--- Task prompt ---
Each entry below should be retyped exactly, with nothing omitted.

####################

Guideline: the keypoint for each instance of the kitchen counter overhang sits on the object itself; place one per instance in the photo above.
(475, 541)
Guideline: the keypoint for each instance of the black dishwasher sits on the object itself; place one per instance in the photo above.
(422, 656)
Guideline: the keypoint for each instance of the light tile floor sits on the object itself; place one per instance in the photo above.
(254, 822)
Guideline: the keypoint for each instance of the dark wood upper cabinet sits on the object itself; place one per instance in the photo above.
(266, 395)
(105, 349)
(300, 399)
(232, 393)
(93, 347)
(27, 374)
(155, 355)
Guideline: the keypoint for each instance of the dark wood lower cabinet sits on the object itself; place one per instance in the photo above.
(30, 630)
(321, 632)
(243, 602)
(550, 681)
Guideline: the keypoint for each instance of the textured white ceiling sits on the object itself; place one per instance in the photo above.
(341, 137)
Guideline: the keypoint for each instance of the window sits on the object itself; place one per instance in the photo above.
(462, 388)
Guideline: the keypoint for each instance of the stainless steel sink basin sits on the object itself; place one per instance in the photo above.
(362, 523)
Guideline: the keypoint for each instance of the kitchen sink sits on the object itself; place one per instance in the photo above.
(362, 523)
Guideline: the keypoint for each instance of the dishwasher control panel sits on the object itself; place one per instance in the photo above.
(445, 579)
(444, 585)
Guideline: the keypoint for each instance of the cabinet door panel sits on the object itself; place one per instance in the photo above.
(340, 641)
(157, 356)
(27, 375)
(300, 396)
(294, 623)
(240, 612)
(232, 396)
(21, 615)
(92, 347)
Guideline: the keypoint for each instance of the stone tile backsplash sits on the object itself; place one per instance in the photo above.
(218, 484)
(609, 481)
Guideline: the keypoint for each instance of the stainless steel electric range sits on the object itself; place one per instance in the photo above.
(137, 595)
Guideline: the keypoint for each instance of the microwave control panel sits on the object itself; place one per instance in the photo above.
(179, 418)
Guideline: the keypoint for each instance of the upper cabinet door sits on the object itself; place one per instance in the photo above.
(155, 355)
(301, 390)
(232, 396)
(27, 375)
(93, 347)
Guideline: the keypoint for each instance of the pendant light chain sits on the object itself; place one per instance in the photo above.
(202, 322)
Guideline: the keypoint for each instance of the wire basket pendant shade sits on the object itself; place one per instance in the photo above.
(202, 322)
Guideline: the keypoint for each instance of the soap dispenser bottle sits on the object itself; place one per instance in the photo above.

####################

--- Result for this task ---
Guideline: the keypoint for each instance of the kitchen counter overhang sits on the object itself; place one per instance in the photo above.
(475, 541)
Guideline: the keypoint for each instance of the black dishwasher sits on the object itself; place one per instance in the photo above.
(422, 656)
Guideline: the keypoint for each instance of the light tile floor sits on the object itself; place one per instance in the photo above.
(254, 822)
Guideline: the keypoint for each instance of the dark wood upper cabinet sits on the object itself; place one per instance in the photo above.
(266, 395)
(105, 349)
(300, 399)
(232, 393)
(93, 347)
(27, 374)
(155, 355)
Guideline: the keypoint for each instance of the dark wood lower cabinet sits on the object itself; place one per instance in the photo above.
(30, 630)
(321, 632)
(243, 602)
(550, 681)
Guideline: the keypoint for each instance of the textured white ceiling sits on the object itself; place one per instance in the photo above.
(341, 137)
Guideline: the keypoint for each instance of the window sits on the object itself; place one per instance in the photo above.
(462, 388)
Guideline: the keypoint for each instance of the stainless steel sink basin sits on the object itself; place one per instance in the photo above.
(362, 523)
Guideline: the keypoint for each instance of the kitchen sink sits on the object itself; place one per instance in the photo above.
(362, 523)
Guideline: the keypoint for each instance of the dishwasher control panel sits on the object itself; place one per instance in the photo above.
(445, 579)
(444, 585)
Guideline: the keypoint for each instance of the cabinet door panel sits on the object itself; place one per instance in the photo above.
(340, 641)
(157, 356)
(27, 375)
(300, 396)
(294, 623)
(240, 612)
(232, 396)
(21, 615)
(92, 347)
Guideline: the keypoint for each instance of the stone tile backsplash sits on the object itself; place one per instance in the photo above.
(218, 484)
(609, 481)
Guideline: the keypoint for each instance of the stainless steel electric range sits on the object itself; place one per instance in the photo above.
(137, 595)
Guideline: the keypoint for each instance of the microwave control panel sits on the object itself; place one per instance in the photo above.
(179, 418)
Guideline: the keypoint for each instance of the upper cabinet door sits on the object itself; place one per instance in the photo above.
(155, 355)
(301, 390)
(232, 396)
(27, 375)
(93, 347)
Guideline: the keypoint for each instance of the pendant light chain sits on the object itself; place one per instance in the photo above.
(202, 322)
Guideline: the keypoint for each instance of the wire basket pendant shade sits on the object itself; place one per instance in the photo above.
(202, 322)
Guideline: the keypoint for each instance of the soap dispenser bottle sits on the object itself; place one per instance in the photo above.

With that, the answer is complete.